GIVEN PROBLEM: Update the items between the line holding "Greenhouse-scouting task: tag the hazy" and the line holding "point(575, 21)", inclusive, by writing those lines out again with "tiled roof" replaced by "tile roof" and nothing else changed.

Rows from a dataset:
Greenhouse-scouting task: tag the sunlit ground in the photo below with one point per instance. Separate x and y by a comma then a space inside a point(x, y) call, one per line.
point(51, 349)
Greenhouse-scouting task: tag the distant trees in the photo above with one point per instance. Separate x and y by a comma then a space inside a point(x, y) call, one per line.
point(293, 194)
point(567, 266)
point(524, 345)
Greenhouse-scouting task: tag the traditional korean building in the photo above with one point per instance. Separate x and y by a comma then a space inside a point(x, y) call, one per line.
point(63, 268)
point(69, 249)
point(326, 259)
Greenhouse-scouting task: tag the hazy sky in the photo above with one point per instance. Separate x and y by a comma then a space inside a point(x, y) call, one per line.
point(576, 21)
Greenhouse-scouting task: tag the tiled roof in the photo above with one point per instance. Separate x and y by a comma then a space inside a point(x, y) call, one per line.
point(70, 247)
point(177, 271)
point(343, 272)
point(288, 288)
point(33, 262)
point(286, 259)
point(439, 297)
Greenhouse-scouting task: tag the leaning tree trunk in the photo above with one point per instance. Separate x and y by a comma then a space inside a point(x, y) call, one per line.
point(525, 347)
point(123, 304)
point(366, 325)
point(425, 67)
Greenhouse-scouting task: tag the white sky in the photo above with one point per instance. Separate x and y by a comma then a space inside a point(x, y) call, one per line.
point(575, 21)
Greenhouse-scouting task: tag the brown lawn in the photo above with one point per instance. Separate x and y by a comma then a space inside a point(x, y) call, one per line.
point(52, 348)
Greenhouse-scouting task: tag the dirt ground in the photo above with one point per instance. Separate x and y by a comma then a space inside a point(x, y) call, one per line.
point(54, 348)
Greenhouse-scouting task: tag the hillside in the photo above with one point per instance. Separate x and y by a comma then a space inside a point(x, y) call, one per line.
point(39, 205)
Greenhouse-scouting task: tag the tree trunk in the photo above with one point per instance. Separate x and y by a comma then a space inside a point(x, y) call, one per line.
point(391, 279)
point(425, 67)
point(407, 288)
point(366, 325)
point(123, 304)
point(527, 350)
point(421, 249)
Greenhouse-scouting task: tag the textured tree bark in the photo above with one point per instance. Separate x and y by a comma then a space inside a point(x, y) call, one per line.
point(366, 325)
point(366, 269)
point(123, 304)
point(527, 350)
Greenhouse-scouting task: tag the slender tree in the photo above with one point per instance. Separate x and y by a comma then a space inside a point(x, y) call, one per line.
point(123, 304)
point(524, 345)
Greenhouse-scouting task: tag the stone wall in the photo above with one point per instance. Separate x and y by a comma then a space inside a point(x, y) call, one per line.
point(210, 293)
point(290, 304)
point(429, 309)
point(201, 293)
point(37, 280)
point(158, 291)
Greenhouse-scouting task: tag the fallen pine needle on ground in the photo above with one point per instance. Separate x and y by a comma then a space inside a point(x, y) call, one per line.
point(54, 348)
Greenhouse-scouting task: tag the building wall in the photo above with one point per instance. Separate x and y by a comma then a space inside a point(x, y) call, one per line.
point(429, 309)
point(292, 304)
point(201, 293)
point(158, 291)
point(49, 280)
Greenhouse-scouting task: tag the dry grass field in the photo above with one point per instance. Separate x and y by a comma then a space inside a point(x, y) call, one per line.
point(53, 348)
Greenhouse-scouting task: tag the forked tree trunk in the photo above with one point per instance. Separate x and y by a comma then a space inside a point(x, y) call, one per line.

CORRECT RESULT:
Greenhouse-scouting task: tag the hazy sky in the photo above with one point per instance. Separate x and y by a comma then a space inside a point(x, y) call, one per line.
point(576, 21)
Greenhouse-scouting task: tag the tile roof in the photo above with one point per instance. Separate x and y by a comma then a space inside a point(x, y) call, one per line.
point(70, 247)
point(177, 271)
point(343, 272)
point(288, 288)
point(33, 262)
point(286, 259)
point(439, 297)
Greenhouse-scouting task: tag the leaning tree trunk in the photo above with one point per instance. Separate x and y by a comma then a space inside a point(x, y) call, one per line.
point(525, 347)
point(123, 304)
point(366, 325)
point(425, 67)
Greenhouse-scouting task: tag the white sky in the photo above with one point per instance. Separate x and y by a comma then a space inside a point(x, y) call, one per line.
point(575, 21)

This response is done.